**Your objective**
Starting with the line that contains "Query: tower gable", reproduce each line through the end of the listing below, with no other output.
------------------------------------------------------------
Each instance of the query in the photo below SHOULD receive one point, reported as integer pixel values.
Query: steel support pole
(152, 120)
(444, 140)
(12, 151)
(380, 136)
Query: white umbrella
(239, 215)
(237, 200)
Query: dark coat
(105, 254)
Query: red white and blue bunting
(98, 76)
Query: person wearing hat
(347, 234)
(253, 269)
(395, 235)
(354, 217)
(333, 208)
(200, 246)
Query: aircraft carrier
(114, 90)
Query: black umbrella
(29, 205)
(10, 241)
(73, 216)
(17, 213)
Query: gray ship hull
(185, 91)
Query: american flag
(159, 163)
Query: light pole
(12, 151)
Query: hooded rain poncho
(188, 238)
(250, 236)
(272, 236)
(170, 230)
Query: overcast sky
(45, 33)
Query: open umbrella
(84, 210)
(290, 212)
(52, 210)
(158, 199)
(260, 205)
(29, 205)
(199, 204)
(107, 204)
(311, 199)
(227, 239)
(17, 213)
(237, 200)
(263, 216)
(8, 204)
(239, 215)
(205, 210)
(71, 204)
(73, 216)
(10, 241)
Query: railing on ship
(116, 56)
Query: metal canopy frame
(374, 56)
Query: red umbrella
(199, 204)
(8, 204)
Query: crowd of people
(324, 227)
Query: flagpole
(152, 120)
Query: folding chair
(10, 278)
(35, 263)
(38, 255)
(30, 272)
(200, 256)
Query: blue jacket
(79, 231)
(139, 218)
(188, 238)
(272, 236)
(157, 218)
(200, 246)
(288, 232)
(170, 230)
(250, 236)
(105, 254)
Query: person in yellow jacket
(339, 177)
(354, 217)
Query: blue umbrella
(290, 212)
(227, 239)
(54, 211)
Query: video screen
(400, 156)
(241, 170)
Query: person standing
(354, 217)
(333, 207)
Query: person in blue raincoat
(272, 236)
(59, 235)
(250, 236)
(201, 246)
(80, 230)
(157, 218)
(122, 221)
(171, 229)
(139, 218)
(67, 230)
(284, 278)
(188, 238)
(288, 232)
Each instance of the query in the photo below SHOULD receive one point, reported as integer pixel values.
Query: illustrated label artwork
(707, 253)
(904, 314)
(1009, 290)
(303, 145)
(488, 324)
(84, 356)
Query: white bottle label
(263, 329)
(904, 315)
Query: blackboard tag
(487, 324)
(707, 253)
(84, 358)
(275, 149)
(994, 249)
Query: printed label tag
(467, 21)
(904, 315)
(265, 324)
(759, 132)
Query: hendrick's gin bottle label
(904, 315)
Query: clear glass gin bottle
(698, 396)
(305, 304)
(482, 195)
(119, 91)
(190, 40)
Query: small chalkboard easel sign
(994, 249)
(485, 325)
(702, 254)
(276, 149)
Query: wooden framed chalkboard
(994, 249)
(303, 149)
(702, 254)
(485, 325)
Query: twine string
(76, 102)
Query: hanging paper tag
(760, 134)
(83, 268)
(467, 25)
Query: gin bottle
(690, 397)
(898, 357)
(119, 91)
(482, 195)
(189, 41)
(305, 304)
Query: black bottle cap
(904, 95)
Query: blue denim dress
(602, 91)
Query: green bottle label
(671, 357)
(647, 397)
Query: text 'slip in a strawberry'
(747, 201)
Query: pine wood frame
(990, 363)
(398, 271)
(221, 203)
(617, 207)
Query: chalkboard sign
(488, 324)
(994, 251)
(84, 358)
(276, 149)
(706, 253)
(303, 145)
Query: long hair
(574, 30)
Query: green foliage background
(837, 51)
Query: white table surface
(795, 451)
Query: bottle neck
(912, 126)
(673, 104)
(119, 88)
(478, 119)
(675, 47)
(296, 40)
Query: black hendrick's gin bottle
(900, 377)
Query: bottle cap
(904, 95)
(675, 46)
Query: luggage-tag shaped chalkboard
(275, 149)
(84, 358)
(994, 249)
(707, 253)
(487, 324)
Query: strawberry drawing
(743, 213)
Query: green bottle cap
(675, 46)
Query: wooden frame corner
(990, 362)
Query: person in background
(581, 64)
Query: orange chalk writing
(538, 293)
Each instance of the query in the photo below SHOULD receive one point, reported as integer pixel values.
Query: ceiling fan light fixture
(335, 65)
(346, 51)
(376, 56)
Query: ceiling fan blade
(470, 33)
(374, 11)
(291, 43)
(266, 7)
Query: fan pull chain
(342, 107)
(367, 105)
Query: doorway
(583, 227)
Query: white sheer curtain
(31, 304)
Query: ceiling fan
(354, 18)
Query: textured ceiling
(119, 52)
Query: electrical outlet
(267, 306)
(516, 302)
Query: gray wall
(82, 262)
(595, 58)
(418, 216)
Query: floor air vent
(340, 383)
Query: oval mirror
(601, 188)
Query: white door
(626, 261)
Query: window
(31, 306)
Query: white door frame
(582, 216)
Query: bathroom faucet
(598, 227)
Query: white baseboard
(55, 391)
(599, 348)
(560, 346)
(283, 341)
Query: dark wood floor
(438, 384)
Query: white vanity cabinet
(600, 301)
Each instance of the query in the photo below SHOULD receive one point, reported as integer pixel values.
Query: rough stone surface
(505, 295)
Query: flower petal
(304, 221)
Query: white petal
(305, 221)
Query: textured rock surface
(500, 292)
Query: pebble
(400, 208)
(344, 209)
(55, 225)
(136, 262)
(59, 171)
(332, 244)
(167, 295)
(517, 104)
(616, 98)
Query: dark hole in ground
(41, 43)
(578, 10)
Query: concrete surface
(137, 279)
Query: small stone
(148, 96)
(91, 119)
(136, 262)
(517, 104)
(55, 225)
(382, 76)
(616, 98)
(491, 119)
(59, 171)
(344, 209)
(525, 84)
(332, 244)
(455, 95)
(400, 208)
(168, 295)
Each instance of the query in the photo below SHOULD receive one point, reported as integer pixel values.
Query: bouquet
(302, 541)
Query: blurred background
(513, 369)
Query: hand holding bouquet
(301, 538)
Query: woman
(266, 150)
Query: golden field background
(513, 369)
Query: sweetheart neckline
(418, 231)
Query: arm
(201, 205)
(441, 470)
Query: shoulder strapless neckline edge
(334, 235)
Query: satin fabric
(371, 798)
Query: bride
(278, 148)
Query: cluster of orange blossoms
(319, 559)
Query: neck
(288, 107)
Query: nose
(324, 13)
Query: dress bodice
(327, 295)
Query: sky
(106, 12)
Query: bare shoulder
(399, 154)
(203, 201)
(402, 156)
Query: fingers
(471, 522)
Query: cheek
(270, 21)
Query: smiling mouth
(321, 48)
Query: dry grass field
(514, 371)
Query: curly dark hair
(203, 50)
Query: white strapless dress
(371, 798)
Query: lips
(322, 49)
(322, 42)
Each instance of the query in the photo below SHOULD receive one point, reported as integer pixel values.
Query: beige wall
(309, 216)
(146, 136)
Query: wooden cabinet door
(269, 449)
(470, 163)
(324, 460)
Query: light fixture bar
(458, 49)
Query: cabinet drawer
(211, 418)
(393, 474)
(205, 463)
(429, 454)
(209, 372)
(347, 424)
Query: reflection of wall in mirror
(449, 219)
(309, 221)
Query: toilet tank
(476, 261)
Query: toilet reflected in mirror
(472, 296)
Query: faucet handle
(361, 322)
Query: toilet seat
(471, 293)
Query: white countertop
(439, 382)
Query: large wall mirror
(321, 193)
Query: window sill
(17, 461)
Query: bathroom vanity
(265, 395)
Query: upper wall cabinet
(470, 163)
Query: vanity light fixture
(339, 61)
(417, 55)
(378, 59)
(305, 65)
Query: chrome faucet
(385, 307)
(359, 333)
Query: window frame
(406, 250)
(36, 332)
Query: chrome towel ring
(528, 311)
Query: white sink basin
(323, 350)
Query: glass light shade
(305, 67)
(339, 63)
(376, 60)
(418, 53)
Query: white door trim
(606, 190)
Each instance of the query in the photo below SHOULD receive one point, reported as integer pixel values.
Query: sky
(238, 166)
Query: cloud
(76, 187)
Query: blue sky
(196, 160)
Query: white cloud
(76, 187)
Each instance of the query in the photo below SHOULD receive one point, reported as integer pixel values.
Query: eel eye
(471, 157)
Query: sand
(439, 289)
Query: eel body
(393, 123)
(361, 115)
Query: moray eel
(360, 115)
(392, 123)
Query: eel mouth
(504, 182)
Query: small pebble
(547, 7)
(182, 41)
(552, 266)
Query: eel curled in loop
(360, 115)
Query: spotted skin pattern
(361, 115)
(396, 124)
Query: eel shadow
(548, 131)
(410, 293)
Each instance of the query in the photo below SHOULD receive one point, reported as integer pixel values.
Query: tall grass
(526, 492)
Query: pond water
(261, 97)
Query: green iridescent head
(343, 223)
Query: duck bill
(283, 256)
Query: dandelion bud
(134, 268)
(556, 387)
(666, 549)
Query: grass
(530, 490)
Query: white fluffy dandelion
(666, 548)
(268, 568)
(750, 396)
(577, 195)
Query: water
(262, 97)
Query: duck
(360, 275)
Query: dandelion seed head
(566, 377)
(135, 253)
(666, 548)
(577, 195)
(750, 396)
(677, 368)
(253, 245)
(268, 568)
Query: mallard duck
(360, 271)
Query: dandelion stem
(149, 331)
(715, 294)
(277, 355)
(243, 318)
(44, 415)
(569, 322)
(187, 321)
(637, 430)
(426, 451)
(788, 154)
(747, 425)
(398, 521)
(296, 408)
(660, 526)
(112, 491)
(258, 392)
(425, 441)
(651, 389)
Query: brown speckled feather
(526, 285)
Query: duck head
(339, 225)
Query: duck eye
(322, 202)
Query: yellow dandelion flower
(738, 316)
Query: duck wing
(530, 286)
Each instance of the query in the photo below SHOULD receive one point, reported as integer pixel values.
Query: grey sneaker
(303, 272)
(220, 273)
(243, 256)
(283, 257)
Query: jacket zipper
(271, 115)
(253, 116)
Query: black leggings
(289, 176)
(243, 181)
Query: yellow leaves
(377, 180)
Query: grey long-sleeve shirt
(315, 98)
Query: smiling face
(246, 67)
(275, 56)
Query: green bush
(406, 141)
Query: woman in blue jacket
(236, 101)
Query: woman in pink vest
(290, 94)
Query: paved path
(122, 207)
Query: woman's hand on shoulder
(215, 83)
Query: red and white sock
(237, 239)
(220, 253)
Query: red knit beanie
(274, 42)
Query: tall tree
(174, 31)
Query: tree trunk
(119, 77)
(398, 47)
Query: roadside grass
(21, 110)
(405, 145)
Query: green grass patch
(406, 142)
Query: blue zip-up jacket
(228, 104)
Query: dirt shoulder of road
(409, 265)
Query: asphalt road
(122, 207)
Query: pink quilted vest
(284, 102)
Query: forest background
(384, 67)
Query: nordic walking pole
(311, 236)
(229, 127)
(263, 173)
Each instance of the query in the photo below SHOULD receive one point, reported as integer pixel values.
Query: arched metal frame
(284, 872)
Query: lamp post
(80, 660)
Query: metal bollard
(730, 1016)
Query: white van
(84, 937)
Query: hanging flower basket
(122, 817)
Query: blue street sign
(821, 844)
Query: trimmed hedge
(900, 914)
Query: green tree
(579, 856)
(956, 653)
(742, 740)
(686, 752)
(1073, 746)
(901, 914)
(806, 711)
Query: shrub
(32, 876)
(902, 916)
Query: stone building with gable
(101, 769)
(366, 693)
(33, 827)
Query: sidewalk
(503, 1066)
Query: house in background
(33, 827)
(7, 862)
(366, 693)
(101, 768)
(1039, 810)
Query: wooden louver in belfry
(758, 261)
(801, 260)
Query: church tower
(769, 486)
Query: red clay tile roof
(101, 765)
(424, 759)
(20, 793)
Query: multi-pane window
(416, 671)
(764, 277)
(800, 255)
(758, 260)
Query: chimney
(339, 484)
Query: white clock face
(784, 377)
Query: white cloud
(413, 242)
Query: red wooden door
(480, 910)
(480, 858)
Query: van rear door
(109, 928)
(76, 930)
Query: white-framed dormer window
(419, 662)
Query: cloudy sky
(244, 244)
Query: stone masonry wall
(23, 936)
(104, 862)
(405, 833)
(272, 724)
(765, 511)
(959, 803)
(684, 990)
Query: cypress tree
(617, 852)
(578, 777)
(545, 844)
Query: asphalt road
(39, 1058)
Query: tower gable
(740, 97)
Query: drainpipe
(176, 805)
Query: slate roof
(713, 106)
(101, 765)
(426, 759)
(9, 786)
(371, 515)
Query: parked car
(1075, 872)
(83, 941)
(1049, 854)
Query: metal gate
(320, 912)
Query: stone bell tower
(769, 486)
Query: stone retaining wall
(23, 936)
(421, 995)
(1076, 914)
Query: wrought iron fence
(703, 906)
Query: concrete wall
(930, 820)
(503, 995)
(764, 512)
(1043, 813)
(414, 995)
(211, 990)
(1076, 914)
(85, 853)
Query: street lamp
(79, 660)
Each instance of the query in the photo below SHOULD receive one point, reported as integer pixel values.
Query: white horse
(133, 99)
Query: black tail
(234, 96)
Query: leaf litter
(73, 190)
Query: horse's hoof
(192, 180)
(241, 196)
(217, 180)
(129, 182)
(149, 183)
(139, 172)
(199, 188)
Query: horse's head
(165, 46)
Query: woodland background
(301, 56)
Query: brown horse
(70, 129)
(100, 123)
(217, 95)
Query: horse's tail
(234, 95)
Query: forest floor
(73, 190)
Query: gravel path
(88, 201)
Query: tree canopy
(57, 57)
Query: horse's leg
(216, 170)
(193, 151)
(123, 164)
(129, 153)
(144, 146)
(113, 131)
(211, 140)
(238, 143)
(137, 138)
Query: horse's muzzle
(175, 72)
------------------------------------------------------------
**Answer to this task**
Query: tower gable
(740, 97)
Query: drainpipe
(176, 805)
Query: slate roof
(713, 106)
(101, 765)
(426, 759)
(9, 786)
(371, 515)
Query: parked car
(1075, 872)
(83, 941)
(1049, 854)
Query: metal gate
(320, 912)
Query: stone bell tower
(769, 486)
Query: stone retaining wall
(23, 936)
(421, 995)
(1076, 914)
Query: wrought iron fence
(703, 906)
Query: concrete wall
(930, 820)
(503, 995)
(764, 512)
(1043, 813)
(414, 995)
(211, 990)
(1076, 914)
(85, 853)
Query: street lamp
(79, 660)
Each instance of the query in the photo below SHOULD receive one point, reported as integer pixel values.
Query: white horse
(133, 99)
Query: black tail
(234, 96)
Query: leaf litter
(73, 190)
Query: horse's hoof
(192, 180)
(241, 196)
(217, 180)
(129, 182)
(149, 183)
(139, 172)
(199, 188)
Query: horse's head
(165, 46)
Query: woodland background
(301, 56)
Query: brown horse
(70, 129)
(100, 123)
(217, 95)
Query: horse's tail
(234, 95)
Query: forest floor
(73, 190)
Query: gravel path
(88, 201)
Query: tree canopy
(57, 57)
Query: horse's leg
(216, 170)
(193, 151)
(123, 164)
(129, 153)
(144, 146)
(113, 131)
(211, 140)
(238, 143)
(137, 138)
Query: horse's muzzle
(175, 72)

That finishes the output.